* Given exercise
Your task is to extract every line from the material below exactly.

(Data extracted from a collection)

==*==

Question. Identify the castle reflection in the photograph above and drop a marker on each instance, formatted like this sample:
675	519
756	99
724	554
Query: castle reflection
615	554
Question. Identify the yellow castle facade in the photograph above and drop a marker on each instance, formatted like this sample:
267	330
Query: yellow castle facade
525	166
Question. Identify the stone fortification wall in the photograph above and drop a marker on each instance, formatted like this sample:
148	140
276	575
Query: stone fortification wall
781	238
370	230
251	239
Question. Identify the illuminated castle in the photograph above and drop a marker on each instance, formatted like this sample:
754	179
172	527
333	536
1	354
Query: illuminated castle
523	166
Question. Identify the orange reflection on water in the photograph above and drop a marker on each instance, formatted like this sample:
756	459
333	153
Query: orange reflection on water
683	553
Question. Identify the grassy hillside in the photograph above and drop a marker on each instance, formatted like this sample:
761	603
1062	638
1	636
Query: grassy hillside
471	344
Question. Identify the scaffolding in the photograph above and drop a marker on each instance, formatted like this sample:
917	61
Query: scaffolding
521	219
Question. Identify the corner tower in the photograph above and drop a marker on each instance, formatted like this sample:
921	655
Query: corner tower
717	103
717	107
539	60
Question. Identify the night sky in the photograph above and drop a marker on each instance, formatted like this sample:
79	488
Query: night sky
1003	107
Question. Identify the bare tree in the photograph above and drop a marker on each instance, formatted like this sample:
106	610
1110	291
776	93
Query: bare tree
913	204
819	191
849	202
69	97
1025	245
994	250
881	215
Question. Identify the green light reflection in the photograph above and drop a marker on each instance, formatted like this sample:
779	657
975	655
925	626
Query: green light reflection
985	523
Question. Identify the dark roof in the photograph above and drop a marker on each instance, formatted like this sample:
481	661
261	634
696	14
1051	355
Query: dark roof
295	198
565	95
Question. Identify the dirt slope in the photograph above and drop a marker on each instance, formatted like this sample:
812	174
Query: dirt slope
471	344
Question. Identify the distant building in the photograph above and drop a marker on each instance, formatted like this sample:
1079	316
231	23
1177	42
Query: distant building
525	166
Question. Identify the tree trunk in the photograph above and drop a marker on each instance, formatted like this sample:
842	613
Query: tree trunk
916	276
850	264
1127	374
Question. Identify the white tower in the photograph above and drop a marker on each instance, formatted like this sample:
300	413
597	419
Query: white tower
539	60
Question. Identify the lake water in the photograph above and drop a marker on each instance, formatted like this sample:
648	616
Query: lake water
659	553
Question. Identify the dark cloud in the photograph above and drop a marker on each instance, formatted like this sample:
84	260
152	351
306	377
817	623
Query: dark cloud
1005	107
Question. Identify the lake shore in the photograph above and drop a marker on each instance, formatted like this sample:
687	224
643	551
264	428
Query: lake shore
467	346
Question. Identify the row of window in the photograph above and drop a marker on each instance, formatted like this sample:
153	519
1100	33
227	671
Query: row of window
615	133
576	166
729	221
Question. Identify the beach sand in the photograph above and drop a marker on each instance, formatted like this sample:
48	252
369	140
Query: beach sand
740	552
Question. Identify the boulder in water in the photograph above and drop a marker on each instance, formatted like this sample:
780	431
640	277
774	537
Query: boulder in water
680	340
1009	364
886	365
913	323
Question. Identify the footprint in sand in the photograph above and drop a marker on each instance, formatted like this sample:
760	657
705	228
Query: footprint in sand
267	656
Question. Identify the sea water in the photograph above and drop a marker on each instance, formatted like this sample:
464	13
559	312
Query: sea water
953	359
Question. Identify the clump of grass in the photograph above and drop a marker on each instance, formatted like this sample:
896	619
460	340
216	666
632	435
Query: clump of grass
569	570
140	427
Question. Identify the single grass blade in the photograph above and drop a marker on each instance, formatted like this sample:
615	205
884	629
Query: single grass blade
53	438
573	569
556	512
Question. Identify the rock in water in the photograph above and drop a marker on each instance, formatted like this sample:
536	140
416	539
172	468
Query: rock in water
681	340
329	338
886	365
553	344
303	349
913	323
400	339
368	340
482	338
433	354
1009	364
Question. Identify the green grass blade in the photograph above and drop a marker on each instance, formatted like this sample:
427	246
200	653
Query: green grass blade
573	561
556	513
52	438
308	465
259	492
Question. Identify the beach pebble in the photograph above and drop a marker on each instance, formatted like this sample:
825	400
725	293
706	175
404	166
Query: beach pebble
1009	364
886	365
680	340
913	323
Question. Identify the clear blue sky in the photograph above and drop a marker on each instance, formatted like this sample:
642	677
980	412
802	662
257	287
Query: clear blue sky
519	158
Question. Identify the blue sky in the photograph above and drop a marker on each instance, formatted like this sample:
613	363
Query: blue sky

==*==

* Full response
Question. Identify the castle reflection in the photograph above and drop a marker on each instance, formatted like this sample:
675	519
756	99
724	554
Query: castle reflection
615	554
Question. Identify the yellow castle facade in the photograph above and drop a marker on each instance, formatted like this sample:
267	330
Query: yellow castle facade
525	166
Question. Identify the stone fortification wall in the photograph above and drop a marker on each instance, formatted like this sample:
148	140
276	575
Query: stone fortification wall
781	238
370	230
251	239
Question. Identify the illuminated castle in the photograph above and drop a marker on each instance, formatted like this sample:
754	179
172	527
333	536
1	354
Query: illuminated castle
523	166
Question. Identify the orange reflection on water in the photograph above and drop a marker on each instance, formatted like this sample:
756	459
333	153
Query: orange reflection on water
683	553
Question. Identify the grassy hillside in the photograph above and drop a marker on each instance, formatted like this sample:
761	603
1062	638
1	636
Query: grassy hillside
471	344
Question. Identify the scaffolding in the photograph above and drop a marker on each instance, formatted like this sample:
917	61
Query: scaffolding
521	219
Question. Identify the corner tower in the photograph above and drop a marker on each instance, formatted like this sample:
921	655
Query: corner tower
717	103
717	107
539	60
Question. Identify the night sky in the photograph above and drop a marker on each instance, formatted like this sample:
79	488
Query: night sky
1003	107
Question. Identify the bare tree in the photograph above and drop a marker on each instance, formatted like this sample:
106	610
1110	291
776	93
Query: bare tree
913	204
819	191
849	202
69	97
1025	245
994	250
881	215
Question. Identify the green light reflection in the photograph above and drop a marker on each instance, formatted like this sample:
779	657
975	655
925	626
Query: green light reflection
985	523
Question. Identify the dark roof in the photograph above and drop a marker on each instance, formatted like this sample:
481	661
261	634
696	14
1051	355
Query: dark roof
295	198
565	95
Question. Identify the dirt slope in the photograph above and drop a marker on each instance, formatted like this sample:
812	174
Query: dirt slope
471	344
Question. Identify the distant building in the photograph above and drop a marker on each instance, formatted like this sample:
1079	316
231	23
1177	42
Query: distant building
525	166
Question. Identify the tree trunk in the photograph above and drop a marker on each instance, formatted like this sample:
842	613
Query: tree trunk
916	276
850	264
1127	374
Question. Identify the white tower in the photograph above and drop a marker on each instance, formatted like this sample:
300	413
597	419
Query: white tower
539	60
Question. Identify the lake water in the photograph above and drop a marker on each instance, formatted like this sample:
648	616
Query: lake water
659	553
Question. Identify the dark cloud in the photograph above and drop a marker on each instance, formatted like this sample:
84	260
152	351
306	377
817	623
Query: dark cloud
1005	107
Question. Identify the lake shore in the photograph above and drop a marker on each instance, formatted like this sample:
687	224
643	551
264	428
Query: lake shore
467	346
Question. Identify the row of window in the photograph above and drop a marker on each instance, formatted like this sample:
153	519
1100	33
227	671
Query: row of window
615	133
576	166
729	221
Question. Identify the beach sand in the photograph above and drop a marker on each instance, formatted like this sample:
48	252
369	140
Query: beach sand
740	552
Question. Identify the boulder in water in the photograph above and drop a marker on each instance, formatted like this sample:
780	431
640	277
774	537
Query: boulder in water
680	340
1009	364
886	365
913	323
Question. Identify the footprint in sand in the photograph above and drop a marker on each instance, formatted like this sample:
760	657
705	228
Query: footprint in sand
267	656
Question. Identify the sea water in the photograph above and drop a marker on each instance, formatted like this sample:
464	13
559	312
Query: sea water
953	359
Question. Identify the clump of grass in the photograph above and drop a marker on each instance, formatted like this sample:
896	619
460	340
216	666
632	435
Query: clump of grass
569	570
140	427
Question. Identify the single grass blade in the photograph above and drop a marker on each instance, formatted like this sample:
615	205
884	629
Query: single grass blade
53	438
573	569
556	512
Question. Identify the rock in water in the photograph above and drop a marker on each instance, formatted like this sample:
536	140
416	539
172	468
Query: rock in water
681	340
329	338
886	365
553	344
303	349
913	323
400	339
368	340
482	338
433	354
1009	364
Question. Identify the green grass blade in the photograph above and drop a marker on each instance, formatted like this sample:
427	246
200	653
Query: green grass blade
573	561
556	513
52	438
308	465
259	492
Question. Identify the beach pebble in the photograph above and drop a marker on each instance, formatted like this sample:
825	400
725	293
706	175
404	166
Query: beach pebble
1009	364
886	365
680	340
913	323
Question. Identify the clear blue sky in the photograph above and drop a marker on each instance, formatted like this sample:
642	677
980	412
802	662
257	287
Query: clear blue sky
519	158
Question. Identify the blue sky in the photograph above and drop a marker on each instance, formatted like this sample:
613	363
Query: blue sky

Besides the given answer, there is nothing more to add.